▶ [Texto del documento]
•••

Recordemos, ante todo, que el derecho a la paz se mide
por la buena voluntad, y que, para gozar una paz profunda, ha
de estar la voluntad plenamente sometida a la de Dios. Aun en
este caso no estamos por completo al abrigo de posibles
peligros; por eso es preciso preservarse por medio de la
oración y la vigilancia.
Hablamos aquí con las almas generosas y prudentes que
se verán asaltadas de no pocos temores, amenazándolas
turbar su paz, por otra parte tan legítima. A fin de
tranquilizarlas, comenzaremos por decirles con el P. Grou: « 1º
Dios no turba jamás a un alma que desea sinceramente ir a El.
La amonesta, y tal vez la reprenda con severidad, pero nunca
la turba; por su parte el alma reconoce la falta, se arrepiente
de ella, la repara, y todo lo hace con paz y tranquilidad de
espíritu. Si se agita y desazona, esa turbación ha de provenir
siempre o del demonio, o del amor propio, y así debe, pues,
hacer cuanto esté de su parte para desecharla.»

•••

▶ [Datos sin procesar]
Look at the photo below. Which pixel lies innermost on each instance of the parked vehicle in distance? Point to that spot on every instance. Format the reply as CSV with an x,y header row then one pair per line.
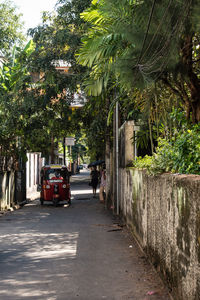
x,y
55,185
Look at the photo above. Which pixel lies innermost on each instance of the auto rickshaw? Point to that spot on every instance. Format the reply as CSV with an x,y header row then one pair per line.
x,y
55,185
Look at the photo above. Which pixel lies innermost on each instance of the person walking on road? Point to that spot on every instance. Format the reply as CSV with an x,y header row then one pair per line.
x,y
94,175
102,186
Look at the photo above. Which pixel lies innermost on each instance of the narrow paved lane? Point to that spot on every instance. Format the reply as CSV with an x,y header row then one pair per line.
x,y
67,253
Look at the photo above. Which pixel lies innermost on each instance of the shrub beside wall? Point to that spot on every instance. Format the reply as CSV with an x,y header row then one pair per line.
x,y
164,214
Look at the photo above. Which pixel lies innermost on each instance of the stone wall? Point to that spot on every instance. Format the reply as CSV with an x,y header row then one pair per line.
x,y
7,190
164,214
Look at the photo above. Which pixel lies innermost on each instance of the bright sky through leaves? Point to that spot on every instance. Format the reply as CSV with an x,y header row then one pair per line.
x,y
32,10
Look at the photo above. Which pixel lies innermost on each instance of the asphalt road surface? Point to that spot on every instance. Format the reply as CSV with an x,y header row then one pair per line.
x,y
77,252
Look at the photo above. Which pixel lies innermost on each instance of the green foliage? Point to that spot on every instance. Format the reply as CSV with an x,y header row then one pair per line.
x,y
180,155
10,27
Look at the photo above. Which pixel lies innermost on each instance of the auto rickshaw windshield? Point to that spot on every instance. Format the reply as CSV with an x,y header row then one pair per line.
x,y
50,173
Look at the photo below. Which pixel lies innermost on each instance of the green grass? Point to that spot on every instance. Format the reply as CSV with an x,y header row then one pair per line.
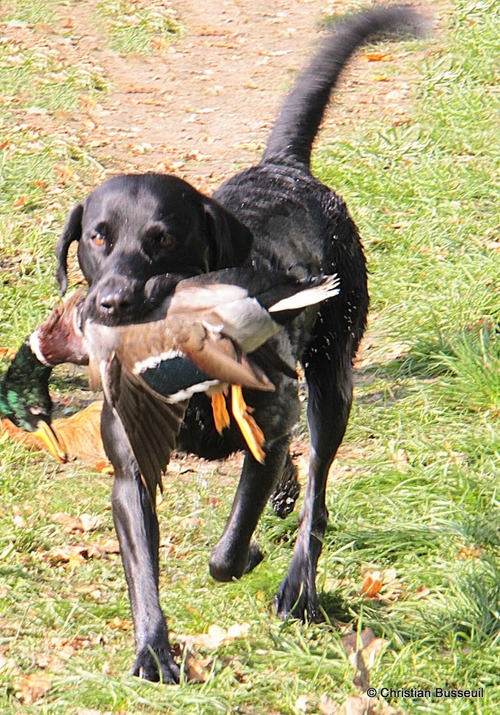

•••

▶ [Tareas]
[A] Responda, por favor, estas preguntas según el texto sobre la paz del alma:
(i) ¿A qué ha de estar plenamente sometida la voluntad para gozar una paz profunda?
(ii) ¿Por medio de qué es preciso preservarse de posibles peligros?
(iii) Si el alma se agita y desazona, ¿de dónde ha de provenir siempre esa turbación?
[B] Enumere todas las acciones que, según la cita del P. Grou en el texto sobre la paz del alma, realiza el alma respecto de su falta.
[C] Extraiga del texto sobre la paz del alma el pasaje que comienza en "Hablamos aquí con" y termina en "sinceramente ir a El.".

▶ [Respuestas completas]
[A]
(i) A la voluntad de Dios.
(ii) Por medio de la oración y la vigilancia.
(iii) Del demonio o del amor propio.

[B]
- Reconoce la falta.
- Se arrepiente de ella.
- La repara.

[C]
Hablamos aquí con las almas generosas y prudentes que
se verán asaltadas de no pocos temores, amenazándolas
turbar su paz, por otra parte tan legítima. A fin de
tranquilizarlas, comenzaremos por decirles con el P. Grou: « 1º
Dios no turba jamás a un alma que desea sinceramente ir a El.